“The mob,” Schwarzenegger said over dramatic music, “did not just shatter the windows of the Capitol. They shattered the ideas we took for granted. They did not just break down the doors of the building that housed American democracy. They trampled the very principles on which our country was founded.”
Schwarzenegger, who was born in Austria in 1947, said he “grew up in the ruins of a country that suffered the loss of its democracy,” and was surrounded, he said, “by broken men drinking away their guilt over their participation in the most evil regime in history.”
The former pol described how his father, Gustav, who was part of the military police in Austria, would frequently come home drunk and scream and hit his family — as did Schwarzenegger’s neighbors — as a vestige of the scars from World War II.
Alluding to some of the pro-Trump protesters who participated in the rally that turned into a violent attack on the heart of the legislative branch, Schwarzenegger said that the Nazi sympathizers and enablers he lived around in Austria were not all “rabid anti-Semites and Nazis.” Instead, he said, “Many just went along, step by step, down the road. They were the people next door.”

### Data rows

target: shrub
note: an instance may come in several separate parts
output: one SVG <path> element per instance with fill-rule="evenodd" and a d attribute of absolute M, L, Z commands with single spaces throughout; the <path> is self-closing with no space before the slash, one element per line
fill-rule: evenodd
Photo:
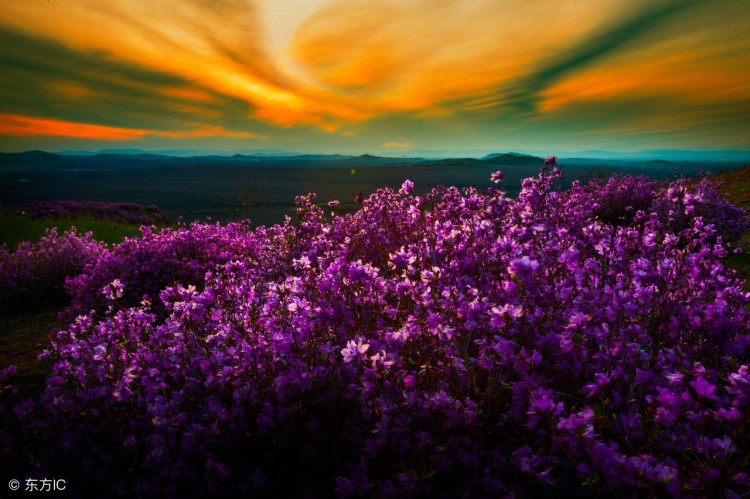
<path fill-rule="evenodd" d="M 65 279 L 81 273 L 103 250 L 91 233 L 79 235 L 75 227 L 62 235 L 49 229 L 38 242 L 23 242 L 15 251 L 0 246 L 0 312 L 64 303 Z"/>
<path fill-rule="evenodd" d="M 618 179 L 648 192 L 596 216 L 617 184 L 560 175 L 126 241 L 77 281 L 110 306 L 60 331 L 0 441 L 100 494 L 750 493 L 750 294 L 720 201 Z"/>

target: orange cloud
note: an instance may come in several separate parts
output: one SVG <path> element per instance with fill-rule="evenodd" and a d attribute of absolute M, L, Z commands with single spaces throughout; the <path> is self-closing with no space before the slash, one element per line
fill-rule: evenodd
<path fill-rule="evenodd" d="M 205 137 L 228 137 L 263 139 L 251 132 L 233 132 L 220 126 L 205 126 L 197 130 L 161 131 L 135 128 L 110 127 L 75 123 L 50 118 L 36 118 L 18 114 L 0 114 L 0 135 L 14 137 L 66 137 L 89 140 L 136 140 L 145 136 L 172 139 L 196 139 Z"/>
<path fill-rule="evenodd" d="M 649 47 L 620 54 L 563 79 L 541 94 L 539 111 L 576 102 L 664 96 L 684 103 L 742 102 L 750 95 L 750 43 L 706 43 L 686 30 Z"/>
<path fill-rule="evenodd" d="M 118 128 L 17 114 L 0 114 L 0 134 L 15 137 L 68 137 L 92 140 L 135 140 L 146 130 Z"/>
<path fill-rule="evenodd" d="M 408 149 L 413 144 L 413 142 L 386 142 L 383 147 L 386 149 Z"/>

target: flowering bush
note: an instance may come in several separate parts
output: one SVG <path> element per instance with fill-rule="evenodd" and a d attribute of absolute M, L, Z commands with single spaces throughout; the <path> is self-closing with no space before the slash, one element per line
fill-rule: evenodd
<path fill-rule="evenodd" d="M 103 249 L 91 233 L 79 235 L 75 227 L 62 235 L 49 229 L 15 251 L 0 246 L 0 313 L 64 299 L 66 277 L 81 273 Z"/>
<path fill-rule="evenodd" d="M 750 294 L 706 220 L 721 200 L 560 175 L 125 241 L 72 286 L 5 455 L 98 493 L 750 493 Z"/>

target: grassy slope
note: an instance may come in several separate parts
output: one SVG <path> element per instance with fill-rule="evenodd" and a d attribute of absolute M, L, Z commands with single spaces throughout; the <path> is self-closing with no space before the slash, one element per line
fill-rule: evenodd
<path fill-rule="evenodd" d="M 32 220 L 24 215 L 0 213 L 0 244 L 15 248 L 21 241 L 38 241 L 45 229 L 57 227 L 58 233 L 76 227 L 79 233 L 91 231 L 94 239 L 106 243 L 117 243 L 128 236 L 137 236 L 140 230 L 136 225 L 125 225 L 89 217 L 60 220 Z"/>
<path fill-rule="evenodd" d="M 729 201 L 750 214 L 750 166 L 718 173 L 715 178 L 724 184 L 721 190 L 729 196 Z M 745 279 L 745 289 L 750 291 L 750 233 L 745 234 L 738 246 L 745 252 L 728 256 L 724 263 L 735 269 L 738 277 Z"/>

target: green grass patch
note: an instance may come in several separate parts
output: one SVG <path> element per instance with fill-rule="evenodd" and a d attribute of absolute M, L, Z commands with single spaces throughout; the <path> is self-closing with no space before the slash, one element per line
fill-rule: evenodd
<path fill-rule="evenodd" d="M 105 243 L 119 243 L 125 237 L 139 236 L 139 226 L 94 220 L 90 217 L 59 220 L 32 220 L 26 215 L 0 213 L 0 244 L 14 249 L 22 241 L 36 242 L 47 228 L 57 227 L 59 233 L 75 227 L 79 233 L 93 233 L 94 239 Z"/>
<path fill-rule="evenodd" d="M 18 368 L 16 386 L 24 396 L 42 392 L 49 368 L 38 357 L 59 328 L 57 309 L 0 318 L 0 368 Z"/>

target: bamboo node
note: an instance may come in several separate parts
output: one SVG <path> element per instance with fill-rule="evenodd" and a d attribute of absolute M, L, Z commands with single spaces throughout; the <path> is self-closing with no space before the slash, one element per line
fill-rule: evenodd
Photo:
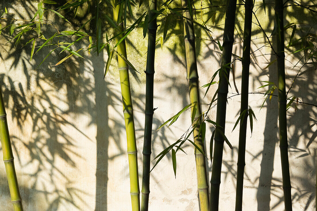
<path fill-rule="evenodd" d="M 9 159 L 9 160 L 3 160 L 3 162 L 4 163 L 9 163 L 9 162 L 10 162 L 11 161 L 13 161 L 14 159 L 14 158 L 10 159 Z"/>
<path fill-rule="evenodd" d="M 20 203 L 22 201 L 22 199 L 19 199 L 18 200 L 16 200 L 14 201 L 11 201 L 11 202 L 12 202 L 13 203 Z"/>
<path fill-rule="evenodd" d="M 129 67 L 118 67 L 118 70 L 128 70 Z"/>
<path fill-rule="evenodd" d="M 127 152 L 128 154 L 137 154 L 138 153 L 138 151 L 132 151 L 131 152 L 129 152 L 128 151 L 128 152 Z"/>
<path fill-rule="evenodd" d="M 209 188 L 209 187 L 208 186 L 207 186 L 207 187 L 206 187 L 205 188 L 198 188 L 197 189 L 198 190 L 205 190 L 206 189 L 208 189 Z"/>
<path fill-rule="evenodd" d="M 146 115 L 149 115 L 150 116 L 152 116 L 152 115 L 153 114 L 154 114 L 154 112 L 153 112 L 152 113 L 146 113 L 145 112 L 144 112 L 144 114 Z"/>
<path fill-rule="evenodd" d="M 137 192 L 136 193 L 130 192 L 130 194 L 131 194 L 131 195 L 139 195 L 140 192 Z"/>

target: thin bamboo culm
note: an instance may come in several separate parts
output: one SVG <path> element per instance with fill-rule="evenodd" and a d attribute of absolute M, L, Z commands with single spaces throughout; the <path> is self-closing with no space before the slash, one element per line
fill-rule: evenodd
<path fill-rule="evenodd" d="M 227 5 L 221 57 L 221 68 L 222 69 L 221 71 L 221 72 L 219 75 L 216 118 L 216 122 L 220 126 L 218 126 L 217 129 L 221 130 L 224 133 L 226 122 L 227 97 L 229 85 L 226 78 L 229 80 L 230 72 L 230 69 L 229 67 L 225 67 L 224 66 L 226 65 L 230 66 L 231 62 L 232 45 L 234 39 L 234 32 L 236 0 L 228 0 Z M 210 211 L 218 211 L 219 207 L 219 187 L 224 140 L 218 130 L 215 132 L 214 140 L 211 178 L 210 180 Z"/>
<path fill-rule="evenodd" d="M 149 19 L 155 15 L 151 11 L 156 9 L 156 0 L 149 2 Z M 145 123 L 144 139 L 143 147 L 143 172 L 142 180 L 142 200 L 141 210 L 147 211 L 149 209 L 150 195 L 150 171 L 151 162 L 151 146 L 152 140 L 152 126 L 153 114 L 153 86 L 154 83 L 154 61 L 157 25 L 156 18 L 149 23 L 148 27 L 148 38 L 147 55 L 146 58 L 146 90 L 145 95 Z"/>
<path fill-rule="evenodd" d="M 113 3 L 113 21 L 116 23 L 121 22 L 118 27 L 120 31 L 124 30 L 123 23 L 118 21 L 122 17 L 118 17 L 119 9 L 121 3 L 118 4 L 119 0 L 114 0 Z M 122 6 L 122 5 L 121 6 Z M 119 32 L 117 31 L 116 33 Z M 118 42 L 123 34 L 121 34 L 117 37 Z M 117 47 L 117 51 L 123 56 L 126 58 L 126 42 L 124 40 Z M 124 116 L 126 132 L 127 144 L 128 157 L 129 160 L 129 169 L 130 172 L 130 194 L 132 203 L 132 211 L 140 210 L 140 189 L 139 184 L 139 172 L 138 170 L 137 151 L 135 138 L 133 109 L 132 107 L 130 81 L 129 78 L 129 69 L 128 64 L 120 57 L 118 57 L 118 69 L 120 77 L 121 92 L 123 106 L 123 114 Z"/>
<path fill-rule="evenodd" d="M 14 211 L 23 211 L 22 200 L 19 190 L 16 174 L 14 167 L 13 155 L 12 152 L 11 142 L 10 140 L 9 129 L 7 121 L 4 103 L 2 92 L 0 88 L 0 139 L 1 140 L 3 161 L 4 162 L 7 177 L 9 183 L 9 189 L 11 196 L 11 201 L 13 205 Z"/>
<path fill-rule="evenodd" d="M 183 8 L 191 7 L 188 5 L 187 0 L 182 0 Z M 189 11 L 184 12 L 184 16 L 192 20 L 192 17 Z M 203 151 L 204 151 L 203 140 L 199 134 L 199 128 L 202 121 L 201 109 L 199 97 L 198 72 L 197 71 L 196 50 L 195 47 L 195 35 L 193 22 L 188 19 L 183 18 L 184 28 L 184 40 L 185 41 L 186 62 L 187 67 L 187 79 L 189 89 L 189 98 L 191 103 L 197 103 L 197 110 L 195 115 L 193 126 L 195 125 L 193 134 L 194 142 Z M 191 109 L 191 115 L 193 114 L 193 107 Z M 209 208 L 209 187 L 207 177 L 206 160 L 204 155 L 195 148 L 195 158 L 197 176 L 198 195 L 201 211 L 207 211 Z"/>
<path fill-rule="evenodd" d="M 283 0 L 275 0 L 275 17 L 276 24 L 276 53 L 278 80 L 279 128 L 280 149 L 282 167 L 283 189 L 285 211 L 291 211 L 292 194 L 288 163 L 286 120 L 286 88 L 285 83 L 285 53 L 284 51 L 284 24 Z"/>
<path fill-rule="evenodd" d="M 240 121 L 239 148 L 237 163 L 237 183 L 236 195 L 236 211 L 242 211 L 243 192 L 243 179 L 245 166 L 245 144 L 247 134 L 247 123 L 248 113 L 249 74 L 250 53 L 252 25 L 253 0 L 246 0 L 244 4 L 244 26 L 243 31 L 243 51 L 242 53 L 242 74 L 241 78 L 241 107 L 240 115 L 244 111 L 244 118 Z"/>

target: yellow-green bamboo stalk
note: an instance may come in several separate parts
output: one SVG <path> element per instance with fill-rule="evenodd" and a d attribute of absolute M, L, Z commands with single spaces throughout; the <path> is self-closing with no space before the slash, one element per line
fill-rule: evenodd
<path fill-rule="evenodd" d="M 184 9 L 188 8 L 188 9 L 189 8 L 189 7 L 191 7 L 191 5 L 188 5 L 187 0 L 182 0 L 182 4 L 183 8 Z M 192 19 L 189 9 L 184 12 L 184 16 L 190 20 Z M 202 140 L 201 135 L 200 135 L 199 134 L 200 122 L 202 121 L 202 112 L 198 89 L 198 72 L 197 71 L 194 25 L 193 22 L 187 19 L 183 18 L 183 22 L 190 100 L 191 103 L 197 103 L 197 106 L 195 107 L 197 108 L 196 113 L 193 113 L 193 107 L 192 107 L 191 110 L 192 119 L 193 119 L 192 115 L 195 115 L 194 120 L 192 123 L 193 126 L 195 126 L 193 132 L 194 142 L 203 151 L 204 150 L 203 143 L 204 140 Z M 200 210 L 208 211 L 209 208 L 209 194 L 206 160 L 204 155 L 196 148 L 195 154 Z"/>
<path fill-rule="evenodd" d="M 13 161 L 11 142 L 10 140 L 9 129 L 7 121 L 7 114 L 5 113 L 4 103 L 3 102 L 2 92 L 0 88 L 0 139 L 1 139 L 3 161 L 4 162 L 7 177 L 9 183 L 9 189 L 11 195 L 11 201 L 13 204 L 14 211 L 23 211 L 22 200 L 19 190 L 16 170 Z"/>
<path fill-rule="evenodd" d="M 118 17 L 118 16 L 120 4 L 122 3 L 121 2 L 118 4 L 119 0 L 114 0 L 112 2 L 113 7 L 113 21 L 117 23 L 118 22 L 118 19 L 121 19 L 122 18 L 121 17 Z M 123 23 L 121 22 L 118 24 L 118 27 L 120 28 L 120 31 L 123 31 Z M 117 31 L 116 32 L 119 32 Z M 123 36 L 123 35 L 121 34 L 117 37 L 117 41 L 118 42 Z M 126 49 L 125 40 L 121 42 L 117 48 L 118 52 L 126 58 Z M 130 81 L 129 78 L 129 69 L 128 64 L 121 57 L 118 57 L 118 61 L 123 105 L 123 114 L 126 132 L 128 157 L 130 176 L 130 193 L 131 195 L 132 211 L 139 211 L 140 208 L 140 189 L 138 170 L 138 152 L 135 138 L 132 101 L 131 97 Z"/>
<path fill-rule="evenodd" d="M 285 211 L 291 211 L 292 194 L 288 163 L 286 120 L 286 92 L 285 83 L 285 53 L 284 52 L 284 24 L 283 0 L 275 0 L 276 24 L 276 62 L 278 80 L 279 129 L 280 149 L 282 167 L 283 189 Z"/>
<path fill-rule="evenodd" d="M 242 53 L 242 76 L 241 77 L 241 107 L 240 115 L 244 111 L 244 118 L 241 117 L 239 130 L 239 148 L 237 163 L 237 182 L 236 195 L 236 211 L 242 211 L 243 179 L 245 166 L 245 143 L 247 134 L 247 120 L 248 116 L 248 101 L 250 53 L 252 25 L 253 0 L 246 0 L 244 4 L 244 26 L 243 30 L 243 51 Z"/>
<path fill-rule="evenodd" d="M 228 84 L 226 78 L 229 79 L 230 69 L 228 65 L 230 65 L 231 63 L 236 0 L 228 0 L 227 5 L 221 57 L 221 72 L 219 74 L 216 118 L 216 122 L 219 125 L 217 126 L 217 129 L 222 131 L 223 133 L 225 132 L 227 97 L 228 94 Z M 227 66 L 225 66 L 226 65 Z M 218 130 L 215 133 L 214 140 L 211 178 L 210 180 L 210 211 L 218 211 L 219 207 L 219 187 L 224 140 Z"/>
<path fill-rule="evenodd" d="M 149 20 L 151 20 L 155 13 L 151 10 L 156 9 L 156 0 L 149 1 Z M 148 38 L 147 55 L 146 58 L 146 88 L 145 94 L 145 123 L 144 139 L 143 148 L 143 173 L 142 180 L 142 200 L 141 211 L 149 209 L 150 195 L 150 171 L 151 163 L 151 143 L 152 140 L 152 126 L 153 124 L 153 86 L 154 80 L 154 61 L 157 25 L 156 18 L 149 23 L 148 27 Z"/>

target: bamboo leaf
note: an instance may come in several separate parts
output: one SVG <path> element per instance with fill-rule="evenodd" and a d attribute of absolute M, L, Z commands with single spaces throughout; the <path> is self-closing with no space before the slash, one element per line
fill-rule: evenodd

### What this task involves
Please carry on the article about Arnold Schwarzenegger's remarks on the Capitol attack from its last sentence.

### Answer for this exercise
“I’ve seen firsthand how things can spin out of control,” he said. “I know that there is a fear in this country and all over the world that something like this can happen right here. … I do believe that we must be aware of the dire consequences of selfishness and cynicism.”
Schwarzenegger, a Republican who served a governor of California from 2003 to 2011, argued that Trump “sought a coup by misleading people with lies” in his baseless attempt to overturn the results of the presidential election, won by former vice president Joe Biden. “My father and our neighbors were misled also with lies, and I knew where such lies lead,” he said, noting that the Holocaust “all started with lies, and lies, and lies and intolerance.”
“President Trump is a failed leader,” Schwarzenegger declared. “He will go down in history as the worst president ever. The good thing is that he soon will be as irrelevant as an old tweet.”
He accused his fellow Republicans of “spinelessness” and said that “they’re complicit with those who carried the flag of self-righteous insurrection into the Capitol.” But, he continued, “It did not work. Our democracy held firm.”
“America will come back from these dark days and shine our lights once again,” Schwarzenegger said. “I believe, as shaken as we are by the events of recent days, we will come out stronger out because we now understand what can be lost.”
In the video, Schwarzenegger brandished a sword from “Conan the Barbarian,” the 1982 film in which he starred, as a metaphor for American democracy, saying that “the more you temper a sword, the stronger it becomes.”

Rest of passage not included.